**EXTRACTED ENTRIES**:

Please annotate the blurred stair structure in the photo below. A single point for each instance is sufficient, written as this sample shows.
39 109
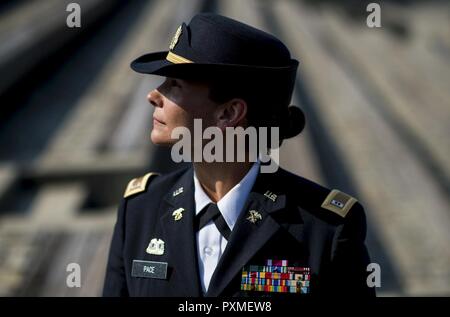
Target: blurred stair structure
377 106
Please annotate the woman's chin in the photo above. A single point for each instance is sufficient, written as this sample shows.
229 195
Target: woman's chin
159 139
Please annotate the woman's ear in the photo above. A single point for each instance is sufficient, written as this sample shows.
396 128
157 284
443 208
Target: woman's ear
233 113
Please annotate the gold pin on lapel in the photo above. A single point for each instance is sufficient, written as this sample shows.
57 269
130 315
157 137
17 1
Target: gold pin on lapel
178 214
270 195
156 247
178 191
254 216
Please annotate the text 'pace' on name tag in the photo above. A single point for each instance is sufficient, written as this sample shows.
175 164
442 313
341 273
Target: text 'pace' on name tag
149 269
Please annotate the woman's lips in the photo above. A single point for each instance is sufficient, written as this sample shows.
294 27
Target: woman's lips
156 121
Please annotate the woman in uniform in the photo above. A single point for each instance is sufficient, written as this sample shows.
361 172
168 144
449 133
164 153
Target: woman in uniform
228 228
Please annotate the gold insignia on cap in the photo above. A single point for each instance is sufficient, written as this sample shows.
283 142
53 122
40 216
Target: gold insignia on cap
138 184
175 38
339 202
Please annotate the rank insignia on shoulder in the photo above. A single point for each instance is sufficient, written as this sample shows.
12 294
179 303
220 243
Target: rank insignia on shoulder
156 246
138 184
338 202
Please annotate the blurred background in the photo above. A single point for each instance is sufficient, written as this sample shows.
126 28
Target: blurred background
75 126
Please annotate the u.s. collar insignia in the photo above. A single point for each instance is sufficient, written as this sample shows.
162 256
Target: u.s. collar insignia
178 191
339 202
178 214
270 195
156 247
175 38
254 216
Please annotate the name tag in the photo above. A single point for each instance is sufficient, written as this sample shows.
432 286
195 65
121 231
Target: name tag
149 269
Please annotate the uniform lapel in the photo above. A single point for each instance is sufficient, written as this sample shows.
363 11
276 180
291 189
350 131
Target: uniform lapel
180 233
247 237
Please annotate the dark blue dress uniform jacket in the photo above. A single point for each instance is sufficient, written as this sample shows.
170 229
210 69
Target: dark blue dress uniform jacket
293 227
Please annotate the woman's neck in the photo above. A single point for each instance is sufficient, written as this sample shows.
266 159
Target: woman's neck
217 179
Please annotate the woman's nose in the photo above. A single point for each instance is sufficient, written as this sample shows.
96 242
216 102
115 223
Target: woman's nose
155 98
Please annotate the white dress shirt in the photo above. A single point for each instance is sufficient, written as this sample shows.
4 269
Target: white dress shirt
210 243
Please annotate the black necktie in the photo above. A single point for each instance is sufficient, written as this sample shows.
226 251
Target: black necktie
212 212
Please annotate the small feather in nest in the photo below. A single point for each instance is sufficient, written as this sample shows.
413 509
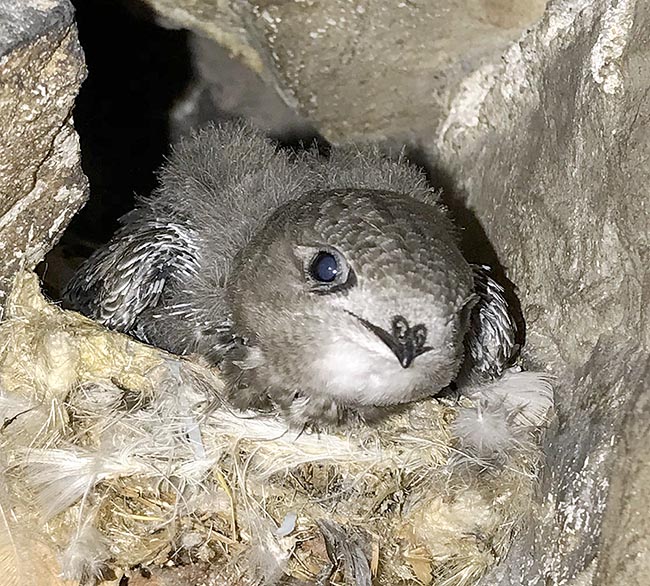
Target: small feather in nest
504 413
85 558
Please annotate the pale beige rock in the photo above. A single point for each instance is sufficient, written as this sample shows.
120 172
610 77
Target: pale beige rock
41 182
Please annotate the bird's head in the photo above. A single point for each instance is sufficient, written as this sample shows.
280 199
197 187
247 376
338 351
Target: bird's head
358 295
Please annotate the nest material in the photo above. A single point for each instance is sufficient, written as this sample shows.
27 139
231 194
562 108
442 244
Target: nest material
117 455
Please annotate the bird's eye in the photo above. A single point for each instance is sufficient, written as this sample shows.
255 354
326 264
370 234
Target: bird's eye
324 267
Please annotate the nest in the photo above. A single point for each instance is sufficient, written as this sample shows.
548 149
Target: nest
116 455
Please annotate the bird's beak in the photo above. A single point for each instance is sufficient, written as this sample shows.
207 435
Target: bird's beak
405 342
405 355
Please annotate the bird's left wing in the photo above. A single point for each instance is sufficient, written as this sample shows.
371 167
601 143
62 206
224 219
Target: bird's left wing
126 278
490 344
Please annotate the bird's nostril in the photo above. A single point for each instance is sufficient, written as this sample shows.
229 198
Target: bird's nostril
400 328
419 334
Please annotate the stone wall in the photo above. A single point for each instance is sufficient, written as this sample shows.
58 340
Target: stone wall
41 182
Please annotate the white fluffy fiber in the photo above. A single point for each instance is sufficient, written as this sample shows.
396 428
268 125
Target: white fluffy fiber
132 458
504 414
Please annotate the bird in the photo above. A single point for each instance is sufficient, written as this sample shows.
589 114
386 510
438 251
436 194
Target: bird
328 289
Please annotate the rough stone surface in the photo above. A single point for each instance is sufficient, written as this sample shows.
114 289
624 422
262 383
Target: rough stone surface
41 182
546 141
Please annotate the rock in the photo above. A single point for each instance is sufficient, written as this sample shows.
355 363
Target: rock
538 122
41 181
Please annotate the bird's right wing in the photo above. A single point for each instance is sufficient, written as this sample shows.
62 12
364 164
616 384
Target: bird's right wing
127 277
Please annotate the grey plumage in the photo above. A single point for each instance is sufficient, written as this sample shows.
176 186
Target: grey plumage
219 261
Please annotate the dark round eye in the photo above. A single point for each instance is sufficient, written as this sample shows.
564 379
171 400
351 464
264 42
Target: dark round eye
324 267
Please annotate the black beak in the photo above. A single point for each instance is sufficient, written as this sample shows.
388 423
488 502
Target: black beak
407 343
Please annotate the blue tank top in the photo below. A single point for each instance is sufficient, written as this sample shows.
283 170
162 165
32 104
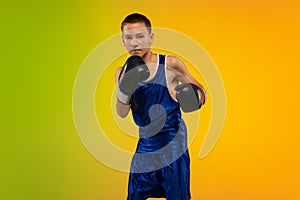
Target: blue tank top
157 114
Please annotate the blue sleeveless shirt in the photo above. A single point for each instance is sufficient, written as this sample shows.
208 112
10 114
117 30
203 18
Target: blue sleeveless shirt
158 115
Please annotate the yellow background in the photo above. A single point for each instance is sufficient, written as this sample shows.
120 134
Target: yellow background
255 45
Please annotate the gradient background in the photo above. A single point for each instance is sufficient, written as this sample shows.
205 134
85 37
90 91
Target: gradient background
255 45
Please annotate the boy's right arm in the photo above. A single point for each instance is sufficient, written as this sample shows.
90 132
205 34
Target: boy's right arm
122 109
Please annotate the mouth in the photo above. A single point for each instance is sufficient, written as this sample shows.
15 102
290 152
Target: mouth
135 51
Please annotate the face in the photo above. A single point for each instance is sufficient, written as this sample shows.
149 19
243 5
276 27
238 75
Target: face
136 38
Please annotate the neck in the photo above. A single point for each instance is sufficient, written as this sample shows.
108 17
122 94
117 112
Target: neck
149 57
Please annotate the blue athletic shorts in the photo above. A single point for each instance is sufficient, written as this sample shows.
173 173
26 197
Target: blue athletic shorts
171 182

**OBJECTIVE**:
Working from the material above, transcribe it exactly while omitting pictures.

**RESPONSE TO THE TASK**:
Please annotate the blurred stair structure in the photo below. A single point for each instance is sufficient, written as this sample shows.
39 109
Target: blurred stair structure
377 106
Please annotate the woman's chin in the photo above. A single point for each instance is sufficient, written as this sample shows.
229 195
Target: woman's chin
159 139
Please annotate the woman's ear in the photo above. A single point for each instance is sufficient, written as this sample shows.
396 128
157 284
443 208
Target: woman's ear
233 113
Please annotate the gold pin on lapel in the photo above. A single point for each instance is sufficient, written as this sample shows.
57 269
130 315
157 137
17 1
Target: gold pin on lapel
178 214
270 195
156 247
178 191
254 216
Please annotate the text 'pace' on name tag in the photo above. A single point for each instance is sufficient, written as this sample shows.
175 164
442 313
341 273
Target: text 'pace' on name tag
149 269
Please annotate the woman's lips in the photo above. A single point for each instance is sufficient, written as this sample shows.
294 27
Target: woman's lips
156 121
Please annotate the woman in uniform in the photo above. A single point for each instance is sufficient, written as this sample shows.
361 172
168 144
449 133
164 153
Target: woman in uniform
228 228
Please annotate the gold insignia on cap in the photo above. A single point for each instance is sufficient, written as this sample shows.
283 142
53 122
40 216
Target: gold insignia on cap
138 184
175 38
339 202
Please annotate the rank insignia on shoulder in the photo above. A single point for each instance is sufficient, written as this sample shows.
12 294
179 303
220 243
Target: rank insignia on shoulder
156 246
138 184
338 202
Please annotate the blurred background in the photo above. A single point for each instance is sufficient, written as this sample shows.
126 28
Target: blurred background
75 126
Please annotate the u.s. collar insignia in the photo above. A single point for each instance is sufficient, written as this sample shows.
162 256
Target: u.s. collar insignia
178 191
339 202
178 214
270 195
156 247
175 38
254 216
Please annotate the name tag in the photo above. A single point for each instance is sufficient, written as this sample shows.
432 286
195 65
121 231
Target: name tag
149 269
Please annotate the uniform lapel in the photo above. A single point for each instance is sufficient, written as this sample shows.
363 11
276 180
291 189
350 131
Target: uniform lapel
180 233
247 237
Please annotate the dark blue dress uniform jacket in the photo above. A single point for each instance is sufficient, written as this sample shows.
170 229
210 69
Target: dark blue dress uniform jacket
293 227
Please annotate the woman's neck in the photo above. A single point for each instance is sufficient, written as this sample shows.
266 159
Target: woman's neck
217 179
Please annotate the woman's nose in the photo above. A single point for each instance is sufficient, written as this sample shows.
96 242
216 102
115 223
Target: woman's nose
155 98
Please annotate the white dress shirt in the photo above. A single point for each instance is sufficient, written as this sample shows.
4 269
Target: white dress shirt
210 243
Please annotate the black necktie in the photo above. A single point for each instance is sufficient, written as this sample shows.
226 251
Target: black necktie
212 212
Please annotate the small feather in nest in the photo below. A single point for each instance is sufficient, written as this sample shows.
413 509
Target: small feather in nest
504 413
85 558
Please annotate the pale beige rock in the photo above. A single point for each instance is sufficient, written as this sample shows.
120 172
610 77
Target: pale beige rock
41 182
Please annotate the bird's head in the photo above. A single point for each instance is sufficient, written as this sample shows.
280 199
197 187
247 376
338 351
Target: bird's head
358 295
Please annotate the nest material in the photo above. A single point for each instance is sufficient, written as this sample shows.
27 139
231 194
562 108
442 244
Target: nest material
117 455
Please annotate the bird's eye in the photo above. A single point for each instance is sufficient, written as this sample shows.
255 354
326 264
370 234
Target: bird's eye
324 267
Please annotate the nest in the photo above. A single point for each instance is sufficient, written as this sample shows.
548 149
Target: nest
116 455
Please annotate the bird's beak in the photo above. A single point for each instance is sufficient, written as this sample shows.
207 435
Target: bird's beak
405 342
405 355
Please annotate the bird's left wing in the photo above. A single point for each instance is sufficient, written as this sample shows.
371 167
601 143
62 206
224 219
Target: bird's left wing
126 278
490 344
Please annotate the bird's nostril in the photo above. A single point for each instance is sufficient, written as this sample shows.
229 198
Target: bird's nostril
400 328
419 334
Please annotate the stone wall in the photo above. A single point for each instance is sufficient, written as this sample shows.
58 340
Target: stone wall
41 182
Please annotate the white fluffy fiber in the photo above. A single point for each instance is sufficient, written as this sample shows.
396 428
268 125
Target: white fluffy fiber
132 458
504 414
Please annotate the bird in the photo above. A single point for each instance is sufficient, written as this sample shows.
589 114
386 510
438 251
436 194
Target: bird
328 289
Please annotate the rough stone surface in the photo above. A single point for each instance is sufficient, written as this sample shows.
114 289
624 422
262 383
Target: rough stone surface
41 182
546 141
Please annotate the rock in the photo above. A single point for each instance is sufficient, written as this sample shows.
355 363
Target: rock
538 122
41 181
Please annotate the bird's right wing in the photo above. A single point for each instance is sufficient, written as this sample shows.
62 12
364 164
616 384
Target: bird's right wing
127 277
Please annotate the grey plumage in the photo above. A single point for each instance is sufficient, written as this sample shows.
176 186
Target: grey plumage
219 261
Please annotate the dark round eye in the photo above. A single point for each instance is sufficient, written as this sample shows.
564 379
171 400
351 464
264 42
Target: dark round eye
324 267
Please annotate the black beak in the photo above. A single point for each instance is sufficient, written as this sample shows.
388 423
488 502
Target: black beak
407 343
Please annotate the blue tank top in the photo below. A single point for each instance is sufficient, written as this sample shows.
283 170
162 165
32 104
Target: blue tank top
157 114
Please annotate the blue sleeveless shirt in the photo above. A single point for each instance is sufficient, written as this sample shows.
208 112
10 114
117 30
203 18
Target: blue sleeveless shirt
158 115
Please annotate the yellow background in the photo above. A single point for each instance is sufficient, written as this sample shows.
120 134
Target: yellow background
255 45
Please annotate the gradient background in the photo above. A single point for each instance is sufficient, written as this sample shows.
205 134
85 37
90 91
Target: gradient background
255 45
Please annotate the boy's right arm in the photo above. A single point for each instance is sufficient, written as this sample shows.
90 132
205 34
Target: boy's right arm
122 109
Please annotate the mouth in the photo above. A single point for each instance is sufficient, written as this sample shows.
15 102
290 152
Target: mouth
135 51
Please annotate the face in the photo above. A single point for each instance is sufficient, written as this sample shows.
149 19
243 5
276 27
238 75
Target: face
136 38
Please annotate the neck in the photo above. A single point for each instance is sufficient, written as this sample shows.
108 17
122 94
117 112
Target: neck
149 57
Please annotate the blue athletic shorts in the photo above. A single point for each instance is sufficient, written as this sample shows.
173 173
26 197
Target: blue athletic shorts
171 182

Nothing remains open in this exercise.